The Junior Open Championship

Tournament information
- Location: United Kingdom
- Established: 1994
- Course: 2022 – Monifieth Golf Club
- Format: Stroke play
- Month played: July

Current champion
- Connor Graham

= Junior Open Championship =

The Junior Open Championship is a biennial event, to which all golfing nations affiliated to The R&A are invited to enter their best under-16 boy and girl golfers. In 2016, 80 countries were represented in the starting field of 143 competitors contrasting with 2002 when a total of 86 boys and girls from 58 countries took part. Boys and girls compete in the same event but play off different tees.

The Junior Open is closely linked to The Open Championship and is always played on a nearby course in the same week in July. All competitors are invited to attend The Open after the conclusion of their own event.

The competition came under the R&A's administrative umbrella in 2000, having been founded in 1994.
────────────────────
_Instruction:_ According to the text on the Junior Open Championship, in what year did the competition come under the R&A's administrative umbrella?
────────────────────
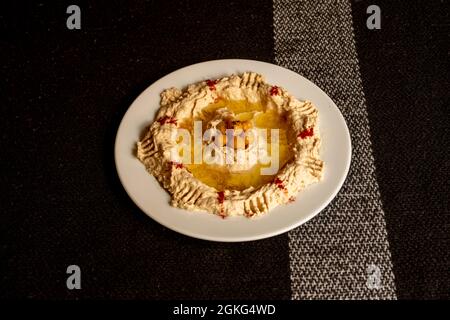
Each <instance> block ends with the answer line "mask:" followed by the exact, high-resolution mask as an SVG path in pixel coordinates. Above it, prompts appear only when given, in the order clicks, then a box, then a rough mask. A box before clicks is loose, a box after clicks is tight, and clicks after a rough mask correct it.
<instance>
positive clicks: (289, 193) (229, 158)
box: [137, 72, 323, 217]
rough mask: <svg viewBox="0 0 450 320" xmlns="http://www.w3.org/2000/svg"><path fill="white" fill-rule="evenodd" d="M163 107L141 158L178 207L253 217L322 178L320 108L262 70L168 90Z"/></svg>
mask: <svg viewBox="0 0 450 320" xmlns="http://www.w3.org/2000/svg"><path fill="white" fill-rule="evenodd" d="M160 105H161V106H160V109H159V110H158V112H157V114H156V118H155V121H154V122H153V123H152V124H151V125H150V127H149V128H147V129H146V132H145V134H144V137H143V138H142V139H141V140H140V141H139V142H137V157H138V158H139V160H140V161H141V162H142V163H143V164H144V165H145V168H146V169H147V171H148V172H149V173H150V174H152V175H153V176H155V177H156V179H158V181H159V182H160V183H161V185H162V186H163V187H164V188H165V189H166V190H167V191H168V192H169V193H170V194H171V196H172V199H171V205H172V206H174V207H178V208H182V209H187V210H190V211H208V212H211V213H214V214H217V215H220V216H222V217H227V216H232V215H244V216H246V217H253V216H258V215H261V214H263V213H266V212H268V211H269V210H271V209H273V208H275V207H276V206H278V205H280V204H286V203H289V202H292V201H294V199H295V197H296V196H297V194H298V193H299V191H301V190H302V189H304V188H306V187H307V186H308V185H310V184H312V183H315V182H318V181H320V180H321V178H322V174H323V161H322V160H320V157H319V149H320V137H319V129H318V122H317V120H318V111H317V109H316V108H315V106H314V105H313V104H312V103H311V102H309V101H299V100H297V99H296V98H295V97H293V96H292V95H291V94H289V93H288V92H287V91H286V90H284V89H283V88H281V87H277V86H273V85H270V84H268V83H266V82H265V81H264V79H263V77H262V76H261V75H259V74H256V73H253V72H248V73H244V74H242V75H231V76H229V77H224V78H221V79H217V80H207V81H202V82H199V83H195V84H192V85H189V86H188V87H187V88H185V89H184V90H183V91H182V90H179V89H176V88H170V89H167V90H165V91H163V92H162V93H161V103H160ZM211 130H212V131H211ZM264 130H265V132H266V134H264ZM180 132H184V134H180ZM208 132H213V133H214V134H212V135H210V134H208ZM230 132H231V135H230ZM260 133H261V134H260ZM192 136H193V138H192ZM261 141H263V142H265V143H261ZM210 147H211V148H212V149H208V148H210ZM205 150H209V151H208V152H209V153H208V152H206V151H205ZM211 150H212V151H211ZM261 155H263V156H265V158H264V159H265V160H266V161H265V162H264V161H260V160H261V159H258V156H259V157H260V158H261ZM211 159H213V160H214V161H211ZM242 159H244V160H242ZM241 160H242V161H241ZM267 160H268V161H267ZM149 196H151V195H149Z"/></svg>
────────────────────
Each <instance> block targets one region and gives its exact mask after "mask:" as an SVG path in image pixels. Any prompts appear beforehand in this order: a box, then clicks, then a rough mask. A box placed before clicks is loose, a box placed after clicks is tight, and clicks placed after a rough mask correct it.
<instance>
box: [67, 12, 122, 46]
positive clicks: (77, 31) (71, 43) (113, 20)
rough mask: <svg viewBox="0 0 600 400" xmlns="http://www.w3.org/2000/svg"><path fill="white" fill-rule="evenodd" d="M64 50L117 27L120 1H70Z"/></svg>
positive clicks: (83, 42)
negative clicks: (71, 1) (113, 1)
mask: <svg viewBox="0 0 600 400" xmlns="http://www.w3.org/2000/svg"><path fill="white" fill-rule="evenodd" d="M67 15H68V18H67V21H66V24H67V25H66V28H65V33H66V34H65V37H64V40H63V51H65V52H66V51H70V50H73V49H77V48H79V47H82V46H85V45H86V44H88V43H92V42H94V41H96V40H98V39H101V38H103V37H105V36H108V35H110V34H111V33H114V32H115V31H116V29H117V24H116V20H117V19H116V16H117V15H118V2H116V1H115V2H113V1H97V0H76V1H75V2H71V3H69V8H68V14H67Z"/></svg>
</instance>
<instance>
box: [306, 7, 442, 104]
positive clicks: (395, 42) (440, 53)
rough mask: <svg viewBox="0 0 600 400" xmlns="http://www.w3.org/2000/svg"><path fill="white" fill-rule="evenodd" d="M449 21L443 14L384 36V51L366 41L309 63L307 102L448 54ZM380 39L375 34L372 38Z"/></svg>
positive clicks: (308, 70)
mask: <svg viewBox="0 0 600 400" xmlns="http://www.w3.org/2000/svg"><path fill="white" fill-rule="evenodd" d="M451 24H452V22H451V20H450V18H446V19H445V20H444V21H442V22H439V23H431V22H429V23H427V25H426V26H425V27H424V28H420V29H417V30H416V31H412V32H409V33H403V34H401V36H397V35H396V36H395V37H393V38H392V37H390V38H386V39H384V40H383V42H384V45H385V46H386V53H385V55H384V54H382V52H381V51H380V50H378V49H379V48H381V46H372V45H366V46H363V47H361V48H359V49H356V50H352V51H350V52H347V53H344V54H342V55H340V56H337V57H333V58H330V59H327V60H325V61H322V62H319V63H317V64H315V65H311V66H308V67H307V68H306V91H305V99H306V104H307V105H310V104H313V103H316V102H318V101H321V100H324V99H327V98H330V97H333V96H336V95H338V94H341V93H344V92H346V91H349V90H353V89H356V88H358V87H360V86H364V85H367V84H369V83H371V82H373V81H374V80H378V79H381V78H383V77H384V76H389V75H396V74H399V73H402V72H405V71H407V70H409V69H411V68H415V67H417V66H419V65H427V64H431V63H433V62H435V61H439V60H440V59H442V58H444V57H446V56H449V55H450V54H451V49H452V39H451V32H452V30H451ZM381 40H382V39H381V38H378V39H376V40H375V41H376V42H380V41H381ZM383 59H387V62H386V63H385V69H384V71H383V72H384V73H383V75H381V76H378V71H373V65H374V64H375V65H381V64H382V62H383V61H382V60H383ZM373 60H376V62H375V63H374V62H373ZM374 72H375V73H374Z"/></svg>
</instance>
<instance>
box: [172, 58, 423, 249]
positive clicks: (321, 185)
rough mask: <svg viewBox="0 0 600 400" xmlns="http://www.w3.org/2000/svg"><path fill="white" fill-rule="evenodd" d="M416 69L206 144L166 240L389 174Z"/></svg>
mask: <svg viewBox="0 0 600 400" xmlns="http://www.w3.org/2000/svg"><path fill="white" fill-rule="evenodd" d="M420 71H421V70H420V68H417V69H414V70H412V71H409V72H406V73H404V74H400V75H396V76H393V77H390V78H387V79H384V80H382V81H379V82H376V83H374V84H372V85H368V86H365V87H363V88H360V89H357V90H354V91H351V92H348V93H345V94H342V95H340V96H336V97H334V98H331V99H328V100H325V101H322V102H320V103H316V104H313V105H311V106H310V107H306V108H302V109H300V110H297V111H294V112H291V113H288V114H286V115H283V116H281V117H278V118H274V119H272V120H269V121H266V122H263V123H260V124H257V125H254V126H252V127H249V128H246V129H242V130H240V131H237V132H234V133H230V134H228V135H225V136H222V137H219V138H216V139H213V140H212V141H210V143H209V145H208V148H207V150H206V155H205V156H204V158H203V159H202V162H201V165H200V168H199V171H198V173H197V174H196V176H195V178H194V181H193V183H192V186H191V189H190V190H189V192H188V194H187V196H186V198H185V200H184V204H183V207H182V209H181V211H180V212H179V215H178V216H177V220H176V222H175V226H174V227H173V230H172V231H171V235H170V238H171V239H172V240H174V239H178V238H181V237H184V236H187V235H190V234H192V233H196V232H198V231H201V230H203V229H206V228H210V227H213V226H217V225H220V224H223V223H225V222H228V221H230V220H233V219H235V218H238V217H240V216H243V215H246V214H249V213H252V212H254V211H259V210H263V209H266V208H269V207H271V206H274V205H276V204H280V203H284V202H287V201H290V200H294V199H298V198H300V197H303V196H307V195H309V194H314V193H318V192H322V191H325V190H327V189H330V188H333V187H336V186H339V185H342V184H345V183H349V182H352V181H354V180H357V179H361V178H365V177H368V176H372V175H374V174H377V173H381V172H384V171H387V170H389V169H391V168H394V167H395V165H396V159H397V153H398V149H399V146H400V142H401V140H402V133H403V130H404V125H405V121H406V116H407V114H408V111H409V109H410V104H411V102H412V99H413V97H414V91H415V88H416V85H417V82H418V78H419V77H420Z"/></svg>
────────────────────
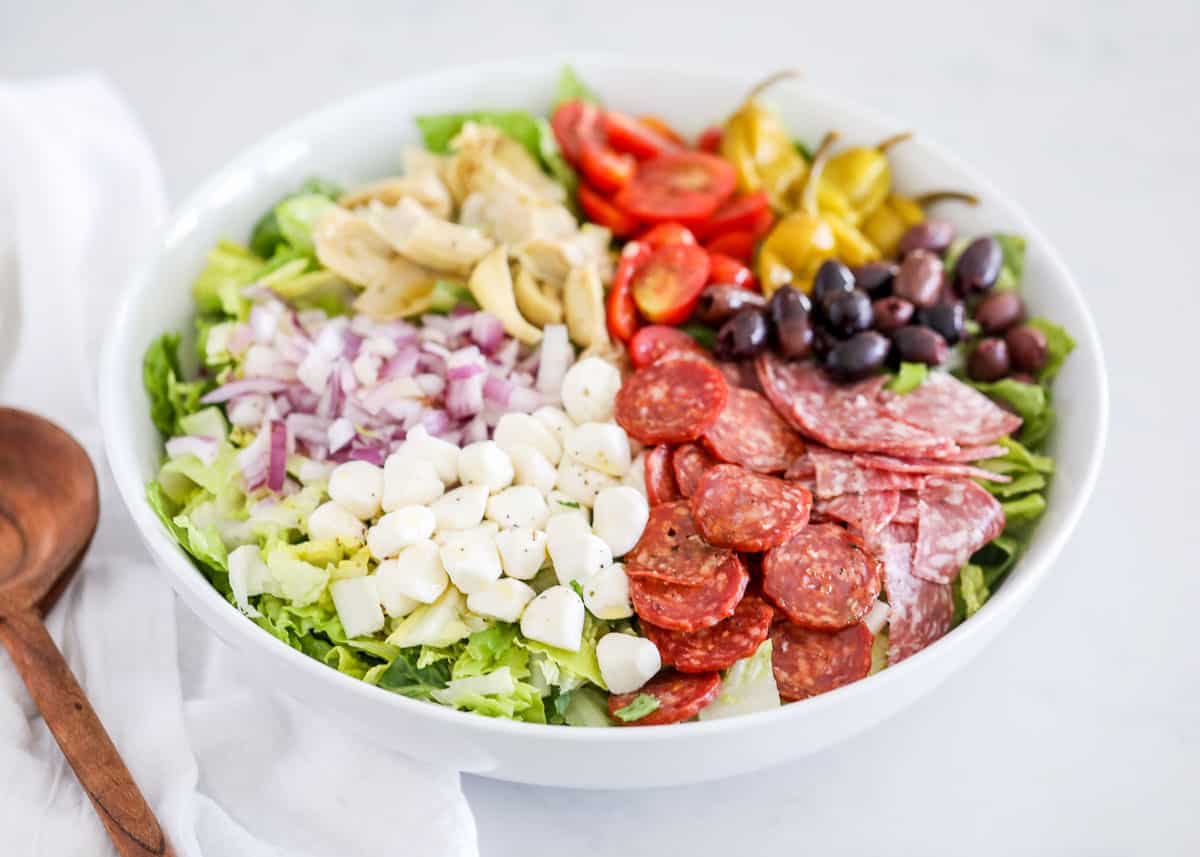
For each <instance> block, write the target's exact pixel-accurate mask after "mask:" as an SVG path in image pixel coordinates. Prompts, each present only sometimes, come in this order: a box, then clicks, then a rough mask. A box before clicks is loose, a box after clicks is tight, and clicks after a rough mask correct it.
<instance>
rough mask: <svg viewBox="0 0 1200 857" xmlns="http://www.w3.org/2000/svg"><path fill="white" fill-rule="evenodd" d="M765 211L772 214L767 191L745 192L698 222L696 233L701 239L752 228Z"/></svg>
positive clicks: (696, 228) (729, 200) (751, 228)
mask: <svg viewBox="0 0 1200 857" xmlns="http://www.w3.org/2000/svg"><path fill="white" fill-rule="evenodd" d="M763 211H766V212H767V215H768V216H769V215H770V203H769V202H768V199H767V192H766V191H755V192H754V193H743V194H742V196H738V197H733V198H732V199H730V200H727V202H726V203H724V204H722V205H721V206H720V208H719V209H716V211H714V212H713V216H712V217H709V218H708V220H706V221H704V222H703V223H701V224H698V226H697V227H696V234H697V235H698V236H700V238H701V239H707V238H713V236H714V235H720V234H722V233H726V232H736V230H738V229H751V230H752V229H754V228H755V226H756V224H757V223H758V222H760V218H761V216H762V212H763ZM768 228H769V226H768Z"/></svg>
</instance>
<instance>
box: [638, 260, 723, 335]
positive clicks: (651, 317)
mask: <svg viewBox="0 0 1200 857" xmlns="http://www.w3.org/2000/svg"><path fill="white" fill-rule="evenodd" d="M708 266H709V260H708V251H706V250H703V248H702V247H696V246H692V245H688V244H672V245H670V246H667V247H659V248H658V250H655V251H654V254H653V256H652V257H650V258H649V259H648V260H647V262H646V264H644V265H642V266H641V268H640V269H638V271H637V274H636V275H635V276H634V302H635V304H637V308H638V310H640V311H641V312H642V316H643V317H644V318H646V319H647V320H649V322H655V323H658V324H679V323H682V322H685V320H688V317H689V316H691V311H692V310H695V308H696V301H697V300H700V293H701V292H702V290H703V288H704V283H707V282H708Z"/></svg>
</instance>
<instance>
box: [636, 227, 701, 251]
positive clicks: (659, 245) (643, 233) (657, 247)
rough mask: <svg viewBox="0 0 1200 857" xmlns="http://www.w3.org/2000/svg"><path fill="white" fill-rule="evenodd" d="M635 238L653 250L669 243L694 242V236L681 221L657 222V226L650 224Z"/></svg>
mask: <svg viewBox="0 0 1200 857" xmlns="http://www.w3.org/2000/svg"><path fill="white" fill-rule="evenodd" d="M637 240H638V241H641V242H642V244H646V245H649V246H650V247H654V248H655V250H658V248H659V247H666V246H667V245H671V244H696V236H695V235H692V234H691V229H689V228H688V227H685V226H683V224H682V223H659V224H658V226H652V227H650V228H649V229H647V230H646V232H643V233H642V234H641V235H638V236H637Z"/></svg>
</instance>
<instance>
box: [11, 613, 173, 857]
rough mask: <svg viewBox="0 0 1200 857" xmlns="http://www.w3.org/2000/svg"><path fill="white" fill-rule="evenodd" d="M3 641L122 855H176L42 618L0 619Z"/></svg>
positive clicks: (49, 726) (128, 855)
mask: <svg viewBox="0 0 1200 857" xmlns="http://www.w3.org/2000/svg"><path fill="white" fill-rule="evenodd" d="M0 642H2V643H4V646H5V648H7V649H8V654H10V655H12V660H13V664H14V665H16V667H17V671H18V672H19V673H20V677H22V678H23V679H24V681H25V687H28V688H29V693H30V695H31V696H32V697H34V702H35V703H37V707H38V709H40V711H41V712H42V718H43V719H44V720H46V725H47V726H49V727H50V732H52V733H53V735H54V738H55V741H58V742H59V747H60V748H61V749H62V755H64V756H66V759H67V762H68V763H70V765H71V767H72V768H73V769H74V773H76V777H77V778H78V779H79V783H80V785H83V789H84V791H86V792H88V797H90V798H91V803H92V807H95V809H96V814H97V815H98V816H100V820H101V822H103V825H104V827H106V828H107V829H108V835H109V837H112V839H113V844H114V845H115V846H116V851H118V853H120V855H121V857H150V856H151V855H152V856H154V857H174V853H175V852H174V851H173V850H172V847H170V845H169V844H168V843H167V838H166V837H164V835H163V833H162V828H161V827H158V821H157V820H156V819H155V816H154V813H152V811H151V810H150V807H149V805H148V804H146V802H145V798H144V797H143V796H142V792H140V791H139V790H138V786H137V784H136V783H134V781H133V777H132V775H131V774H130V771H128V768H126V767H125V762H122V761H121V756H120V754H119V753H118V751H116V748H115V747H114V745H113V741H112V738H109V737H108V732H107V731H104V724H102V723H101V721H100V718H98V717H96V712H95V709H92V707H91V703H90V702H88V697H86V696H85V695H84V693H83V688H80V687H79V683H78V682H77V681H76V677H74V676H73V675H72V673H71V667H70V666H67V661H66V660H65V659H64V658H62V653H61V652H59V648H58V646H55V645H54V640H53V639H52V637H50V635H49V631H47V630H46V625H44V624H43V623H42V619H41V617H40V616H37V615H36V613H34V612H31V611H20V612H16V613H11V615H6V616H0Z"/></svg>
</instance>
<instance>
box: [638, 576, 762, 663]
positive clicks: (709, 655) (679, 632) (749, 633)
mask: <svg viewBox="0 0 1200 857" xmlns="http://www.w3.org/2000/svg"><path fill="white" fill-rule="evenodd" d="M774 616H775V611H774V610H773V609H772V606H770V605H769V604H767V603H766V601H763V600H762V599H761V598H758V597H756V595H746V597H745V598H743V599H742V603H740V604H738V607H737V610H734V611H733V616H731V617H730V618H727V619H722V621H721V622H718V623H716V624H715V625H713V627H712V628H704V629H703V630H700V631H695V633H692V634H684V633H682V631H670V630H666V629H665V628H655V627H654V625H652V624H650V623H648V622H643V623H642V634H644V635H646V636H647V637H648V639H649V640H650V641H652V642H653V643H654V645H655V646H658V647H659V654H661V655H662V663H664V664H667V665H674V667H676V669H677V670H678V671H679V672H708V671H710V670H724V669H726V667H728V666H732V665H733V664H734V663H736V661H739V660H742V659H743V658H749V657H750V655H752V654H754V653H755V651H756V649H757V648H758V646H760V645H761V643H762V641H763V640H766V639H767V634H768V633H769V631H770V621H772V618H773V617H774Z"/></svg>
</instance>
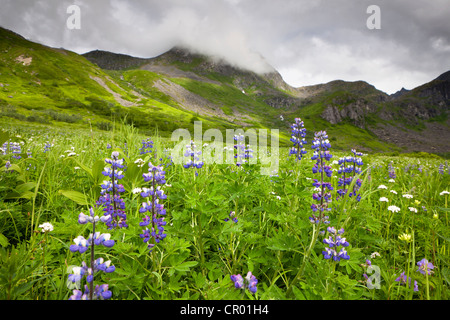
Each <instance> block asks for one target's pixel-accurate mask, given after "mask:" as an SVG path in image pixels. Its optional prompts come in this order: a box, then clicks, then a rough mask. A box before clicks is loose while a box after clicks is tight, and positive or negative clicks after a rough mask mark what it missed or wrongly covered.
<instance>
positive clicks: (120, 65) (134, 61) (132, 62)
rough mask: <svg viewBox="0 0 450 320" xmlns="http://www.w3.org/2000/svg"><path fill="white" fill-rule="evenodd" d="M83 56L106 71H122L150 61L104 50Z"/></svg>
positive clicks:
────────────────────
_Written answer:_ 2000